Instructions for the task: Identify every line in the items below that contains the word "orange", and copy each of those lines. Case counts.
==== Record extracts
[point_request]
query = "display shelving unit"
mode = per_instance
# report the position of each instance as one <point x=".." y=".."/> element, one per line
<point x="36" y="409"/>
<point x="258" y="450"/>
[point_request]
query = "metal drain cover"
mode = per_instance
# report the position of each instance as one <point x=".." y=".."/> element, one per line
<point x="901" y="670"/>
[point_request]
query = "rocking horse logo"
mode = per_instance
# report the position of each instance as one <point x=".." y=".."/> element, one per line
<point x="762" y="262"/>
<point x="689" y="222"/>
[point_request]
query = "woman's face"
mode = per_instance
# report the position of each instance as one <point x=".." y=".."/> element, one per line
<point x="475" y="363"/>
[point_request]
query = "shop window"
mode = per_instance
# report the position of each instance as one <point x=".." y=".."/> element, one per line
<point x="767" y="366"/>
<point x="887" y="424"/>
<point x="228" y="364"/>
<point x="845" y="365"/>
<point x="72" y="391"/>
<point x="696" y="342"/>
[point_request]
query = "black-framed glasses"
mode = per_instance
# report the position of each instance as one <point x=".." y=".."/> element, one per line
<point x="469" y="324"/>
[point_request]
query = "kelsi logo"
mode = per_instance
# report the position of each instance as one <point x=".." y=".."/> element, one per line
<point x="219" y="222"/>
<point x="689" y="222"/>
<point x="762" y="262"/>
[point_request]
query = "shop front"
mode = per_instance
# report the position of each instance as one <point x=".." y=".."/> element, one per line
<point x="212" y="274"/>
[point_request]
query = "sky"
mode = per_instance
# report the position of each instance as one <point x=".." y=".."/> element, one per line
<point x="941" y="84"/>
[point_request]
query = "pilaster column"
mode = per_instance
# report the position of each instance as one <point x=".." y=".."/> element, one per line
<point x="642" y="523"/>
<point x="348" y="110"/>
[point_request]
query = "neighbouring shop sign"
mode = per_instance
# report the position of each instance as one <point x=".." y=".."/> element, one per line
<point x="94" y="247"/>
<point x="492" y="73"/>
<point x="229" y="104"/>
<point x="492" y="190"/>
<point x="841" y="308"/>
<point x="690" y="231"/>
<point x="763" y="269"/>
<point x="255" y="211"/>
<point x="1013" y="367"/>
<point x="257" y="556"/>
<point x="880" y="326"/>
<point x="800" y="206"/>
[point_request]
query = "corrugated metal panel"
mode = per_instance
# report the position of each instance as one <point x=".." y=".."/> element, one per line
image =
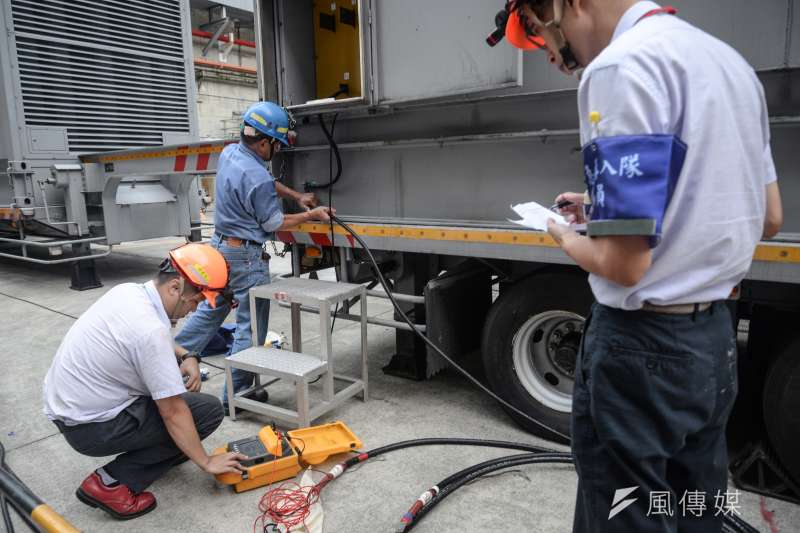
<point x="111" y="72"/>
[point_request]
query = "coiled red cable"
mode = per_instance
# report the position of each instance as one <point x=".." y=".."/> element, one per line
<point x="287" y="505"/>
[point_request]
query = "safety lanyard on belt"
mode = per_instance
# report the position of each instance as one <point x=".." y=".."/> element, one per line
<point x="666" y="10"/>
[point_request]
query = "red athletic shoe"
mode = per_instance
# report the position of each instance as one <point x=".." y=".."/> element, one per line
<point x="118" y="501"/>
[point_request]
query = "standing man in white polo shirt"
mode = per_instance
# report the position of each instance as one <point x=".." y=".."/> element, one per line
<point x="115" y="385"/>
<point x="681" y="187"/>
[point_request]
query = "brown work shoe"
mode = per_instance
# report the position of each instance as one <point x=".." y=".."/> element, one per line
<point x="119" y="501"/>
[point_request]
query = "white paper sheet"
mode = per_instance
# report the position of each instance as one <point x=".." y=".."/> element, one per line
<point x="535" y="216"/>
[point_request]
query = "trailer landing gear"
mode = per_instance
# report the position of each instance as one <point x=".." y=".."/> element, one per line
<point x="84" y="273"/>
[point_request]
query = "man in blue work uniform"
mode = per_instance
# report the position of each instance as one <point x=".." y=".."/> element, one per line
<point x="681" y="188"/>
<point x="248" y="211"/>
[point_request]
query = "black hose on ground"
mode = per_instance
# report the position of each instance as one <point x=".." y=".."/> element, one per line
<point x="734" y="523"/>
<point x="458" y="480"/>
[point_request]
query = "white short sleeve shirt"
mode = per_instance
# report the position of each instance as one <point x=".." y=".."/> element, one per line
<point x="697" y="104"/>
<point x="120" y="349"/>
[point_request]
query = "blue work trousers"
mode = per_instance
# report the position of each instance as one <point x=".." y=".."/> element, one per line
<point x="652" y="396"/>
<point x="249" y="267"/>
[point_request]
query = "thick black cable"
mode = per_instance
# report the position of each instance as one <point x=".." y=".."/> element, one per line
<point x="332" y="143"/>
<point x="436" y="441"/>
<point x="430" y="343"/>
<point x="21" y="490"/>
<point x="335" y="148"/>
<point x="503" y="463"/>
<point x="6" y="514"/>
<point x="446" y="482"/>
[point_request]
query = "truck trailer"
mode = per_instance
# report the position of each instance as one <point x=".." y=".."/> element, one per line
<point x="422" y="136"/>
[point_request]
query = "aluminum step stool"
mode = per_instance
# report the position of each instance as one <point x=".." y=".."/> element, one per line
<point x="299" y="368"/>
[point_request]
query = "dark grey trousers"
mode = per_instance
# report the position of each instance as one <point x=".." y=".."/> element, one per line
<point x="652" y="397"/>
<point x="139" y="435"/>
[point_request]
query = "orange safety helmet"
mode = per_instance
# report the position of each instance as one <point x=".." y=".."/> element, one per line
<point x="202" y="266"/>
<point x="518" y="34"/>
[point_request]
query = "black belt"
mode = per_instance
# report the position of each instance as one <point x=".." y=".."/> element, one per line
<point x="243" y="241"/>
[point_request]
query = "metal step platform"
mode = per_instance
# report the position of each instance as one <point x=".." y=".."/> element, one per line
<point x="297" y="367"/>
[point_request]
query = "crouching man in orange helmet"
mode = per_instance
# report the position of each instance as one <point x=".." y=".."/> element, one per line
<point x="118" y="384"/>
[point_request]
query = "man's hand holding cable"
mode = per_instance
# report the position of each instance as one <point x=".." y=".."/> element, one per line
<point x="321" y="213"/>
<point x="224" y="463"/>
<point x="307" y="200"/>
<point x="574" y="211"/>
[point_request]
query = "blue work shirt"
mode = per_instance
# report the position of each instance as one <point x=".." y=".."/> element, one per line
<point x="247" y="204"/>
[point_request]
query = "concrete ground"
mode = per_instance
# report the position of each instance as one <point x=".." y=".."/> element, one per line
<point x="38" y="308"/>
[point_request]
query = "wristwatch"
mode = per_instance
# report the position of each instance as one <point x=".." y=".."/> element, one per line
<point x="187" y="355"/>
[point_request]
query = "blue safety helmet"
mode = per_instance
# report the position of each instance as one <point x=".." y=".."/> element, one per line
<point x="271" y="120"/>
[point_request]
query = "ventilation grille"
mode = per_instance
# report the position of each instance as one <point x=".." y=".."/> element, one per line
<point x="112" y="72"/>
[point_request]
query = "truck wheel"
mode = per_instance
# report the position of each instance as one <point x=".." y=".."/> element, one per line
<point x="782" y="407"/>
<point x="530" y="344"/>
========
==== Record extracts
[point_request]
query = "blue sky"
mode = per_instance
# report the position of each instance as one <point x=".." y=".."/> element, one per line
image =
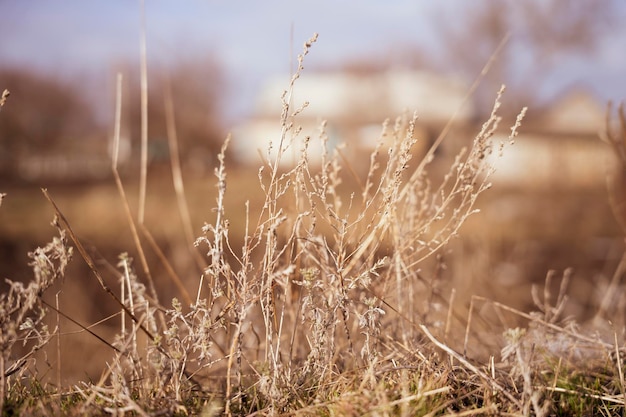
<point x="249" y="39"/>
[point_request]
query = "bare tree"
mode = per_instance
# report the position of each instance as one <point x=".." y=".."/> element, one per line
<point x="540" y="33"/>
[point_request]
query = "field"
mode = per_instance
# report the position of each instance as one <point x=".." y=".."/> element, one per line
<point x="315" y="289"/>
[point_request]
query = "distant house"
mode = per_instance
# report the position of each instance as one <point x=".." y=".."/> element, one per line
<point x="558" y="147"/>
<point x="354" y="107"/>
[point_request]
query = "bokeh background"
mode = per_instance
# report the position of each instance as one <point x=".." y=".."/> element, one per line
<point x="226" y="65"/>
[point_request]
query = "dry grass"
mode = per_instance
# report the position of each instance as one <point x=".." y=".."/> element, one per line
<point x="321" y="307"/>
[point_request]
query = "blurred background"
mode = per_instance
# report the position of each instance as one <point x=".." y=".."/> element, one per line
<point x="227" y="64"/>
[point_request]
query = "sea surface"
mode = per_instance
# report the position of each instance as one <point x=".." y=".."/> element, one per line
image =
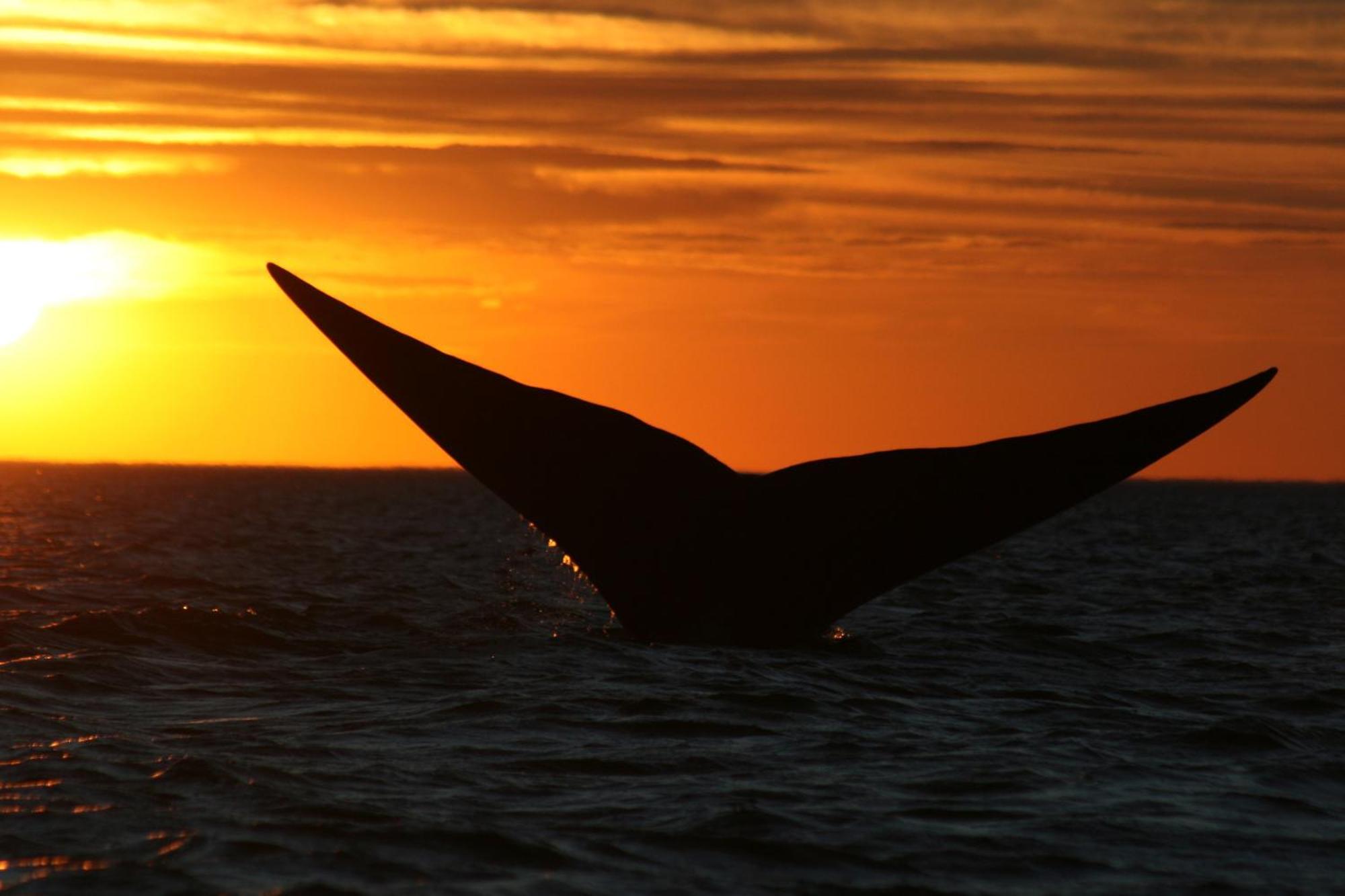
========
==== Record extracts
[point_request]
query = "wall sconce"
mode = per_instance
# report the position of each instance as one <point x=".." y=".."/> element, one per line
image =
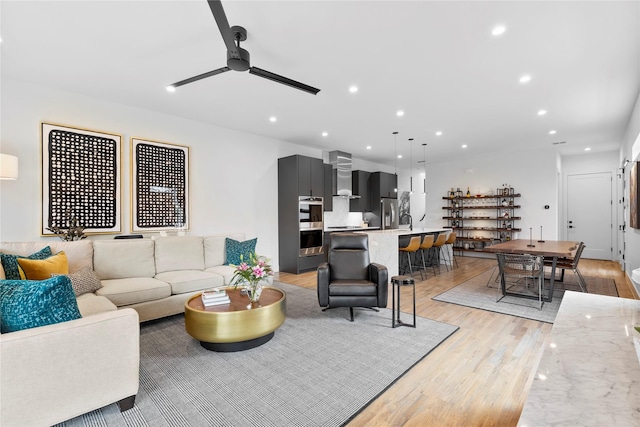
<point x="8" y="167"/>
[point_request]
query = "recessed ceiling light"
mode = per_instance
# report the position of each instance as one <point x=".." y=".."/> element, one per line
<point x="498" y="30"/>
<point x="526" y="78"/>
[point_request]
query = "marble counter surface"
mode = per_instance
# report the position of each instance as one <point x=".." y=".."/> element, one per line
========
Written answer:
query = "orange safety helmet"
query = "crouching man in orange helmet"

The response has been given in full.